## [PROBLEMS AND TASKS]
**a.** Sum up the piece below on the new academic year and UK politics in two sentences.
**b.** Carry the piece below on academic beginnings and UK politics further, picking up after its final sentence.

## [SOURCE PASSAGE]
»»
To begin again - this is the fetish of the academic year. I love beginnings since they promise much and bristle with expectation, hope and the promise of ideal outcomes. As terms start all over the Northern hemisphere, the possibility of less mess, of more constructive finishing, more focus and less hubris, is all over us. Yes we are anxious and worked up and hellishly worn out by the run into it all, but it does allow for a radicalising possibility that I want to try to seize as politically productive...
First the obstacles:
Yet, in the UK, there has been much in the news recently about corruption, back-handed deals and anonymous tip-offs and leaks to the press, all attaching themselves to our beleaguered Labour government and Tony Blair in particular. In the meantime, the shiny 'new' Tories go from strength to strength in the poles and Cameron's charm offensive begins to look startlingly familiar: Blair by another name, just as, in the run up to 1997, the Major government seemed hopelessly lost and weighed down by sleaze and infighting.
««
## [GIVEN MATERIAL]
»»
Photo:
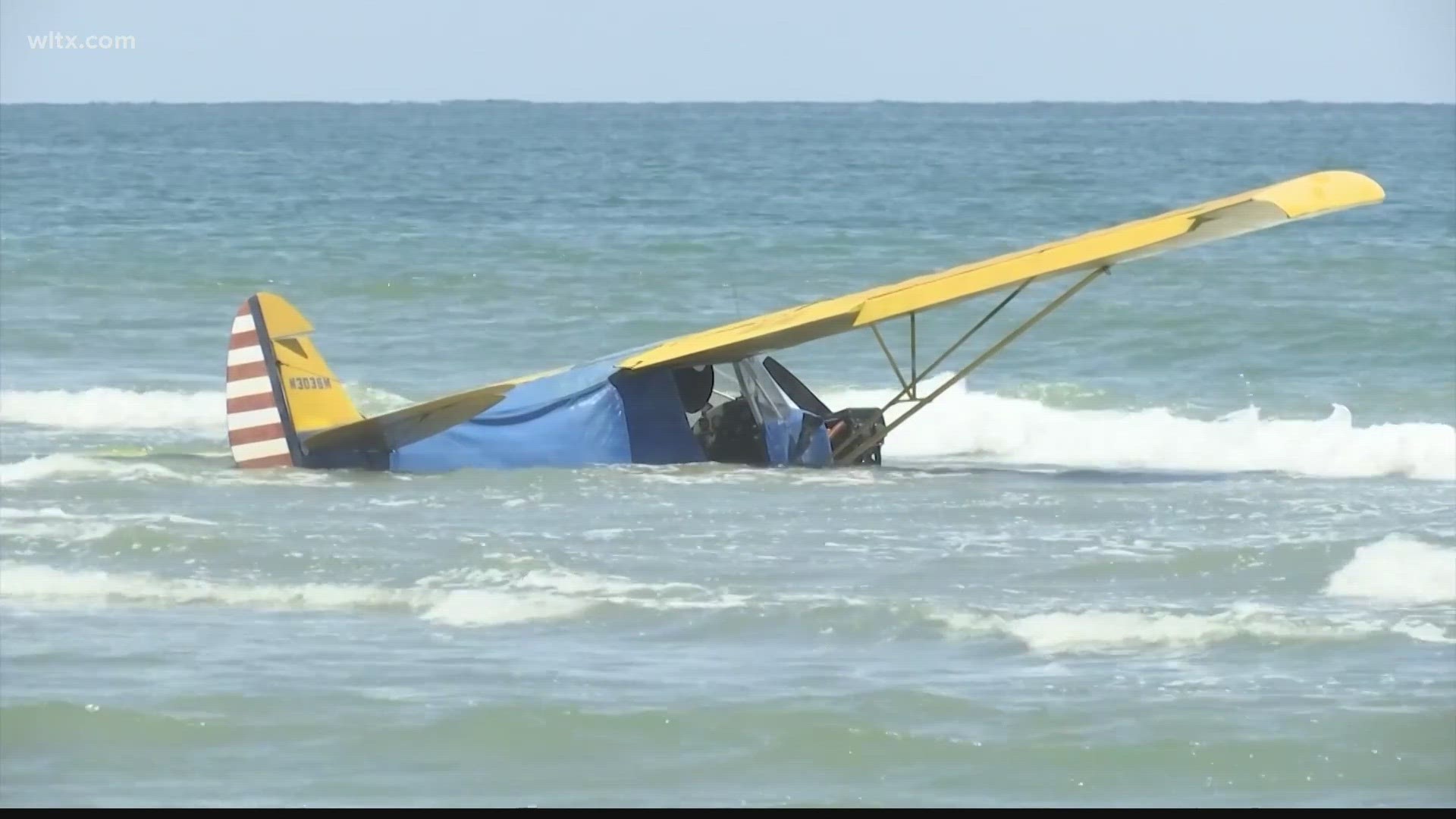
««
## [EXPECTED OUTPUTS]
**a.** The writer calls starting again the fetish of the academic year and loves beginnings for the hope and promise they hold, seeing in them, despite the exhaustion of the run-up, a radicalising possibility to seize as politically productive. Yet UK news has been full of corruption, deals and leaks attaching to the Labour government and Tony Blair, while Cameron's Tories go from strength to strength and his charm offensive looks like Blair by another name, much as the Major government seemed lost in sleaze and infighting before 1997.

**b.**
What is striking in the media's coverage of it all, though, is the perennial persistence not just of conspiracy theory, but also a certain intensification of the idea that humane and decent government might no loner even possible at all, ever. In he UK, as in other Anglophone countries (with the exception of Australia, for obvious reasons), the turnout at bi- and general elections continues to fall radically. One way to try to understand this, it seems to me, is to interrogate the discursive construction of 'apathy' as frame here: is 'apathy' something that follows political decline, or is it in some sense a proactive agent in the construction of a culture of political disengagement?
I don't pretend to have a simple answer here, but, it seems to me, the rise of the right, of a certain capitalist-fatalism, has, of course, meant that belief in change as "for the political good" has given way to a belief in change as a kind of open-ended sameness, a state of interminable uncertainty that will never go away: change has become sloganised, drawn into managerial patterns of social engagement such that it has become one of those words that crops up in the title of workshops and training sessions for middle-managers of the machine:
Coping with change
Change is good
How to manage change
and so on.
Now the analysis and, perhaps, even a solution?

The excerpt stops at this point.